▶ Texto de origen
::::

El Gobierno de Argentina ha declarado a la organización mapuche conocida como Resistencia Ancestral Mapuche (RAM), liderada por Facundo Jones Huala, como un grupo terrorista, vinculándola a los incendios forestales que afectan la región de la Patagonia. Esta declaración ha generado una fuerte controversia, ya que el dirigente mapuche ha calificado de “mentira” las acusaciones y ha afirmado que son sus comunidades las que están sufriendo las consecuencias del fuego.
Declaración del Gobierno Argentino
Según diversos medios de comunicación argentinos, entre ellos Perfil, la ministra del Interior, Patricia Bullrich, firmó una resolución que clasifica a la RAM como un “grupo terrorista” y una “amenaza grave para la seguridad” del país. En el documento se argumenta que desde el año 2010, se han registrado “incendios intencionales reivindicados por los líderes de la RAM que han devastado los milenarios bosques patagónicos”. Además, se menciona que “se han producido cientos de hechos con características terroristas”.

::::

▶ Datos registrados

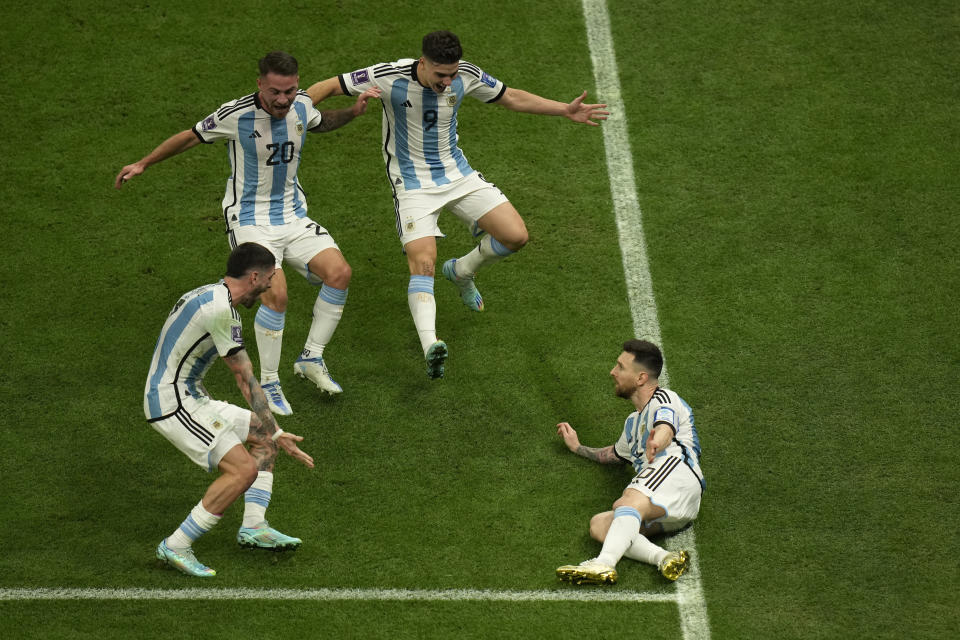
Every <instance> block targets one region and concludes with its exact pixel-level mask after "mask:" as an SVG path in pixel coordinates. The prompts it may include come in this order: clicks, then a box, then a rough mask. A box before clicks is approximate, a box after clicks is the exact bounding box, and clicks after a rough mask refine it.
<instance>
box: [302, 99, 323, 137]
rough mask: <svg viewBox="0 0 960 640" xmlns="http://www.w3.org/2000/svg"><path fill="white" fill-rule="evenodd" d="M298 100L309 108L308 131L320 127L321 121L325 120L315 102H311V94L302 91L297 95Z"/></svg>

::::

▶ Ejercicio a resolver
Continúa la nota sobre la RAM a partir de su última oración. El material no tiene nada que ver con la nota sobre la RAM.

▶ Tu respuesta
Justificación de la resolución
Para respaldar esta declaración, la resolución cita un video en el que Facundo Jones Huala se pronuncia sobre el uso del incendio como una herramienta de presión. En este video, el líder de la RAM afirma: “Nosotros reivindicamos los sabotajes, y yo, particularmente como miembro de una organización político-militar, reivindico los atentados incendiarios y sabotajes a la infraestructura del sistema capitalista, de las transnacionales, de los terratenientes”. Sin embargo, en el mismo registro, Jones Huala se desmarca de las acusaciones de incendiar bosques, argumentando que sus acciones están dirigidas a la infraestructura y no al entorno natural.
Respuesta de Facundo Jones Huala
El lonko mapuche, que ha sido condenado en Chile por la quema de un inmueble, enfatizó que sus acciones no tienen como objetivo dañar el entorno, ya que son las comunidades mapuches las que están siendo perjudicadas por los incendios. En sus declaraciones, Jones Huala manifestó: “Nosotros jamás hemos atacado nuestro entorno ni a las personas. Toda esta mentira de que andamos prendiendo fuego a bosques o que dañamos donde nosotros vivimos, donde vive nuestra gente… es una mentira. Jamás lo hemos hecho ni lo haríamos. No tiene ningún sentido. Los perjudicados somos nosotros, no sé cuántas comunidades ya han sido arrasadas por el fuego”.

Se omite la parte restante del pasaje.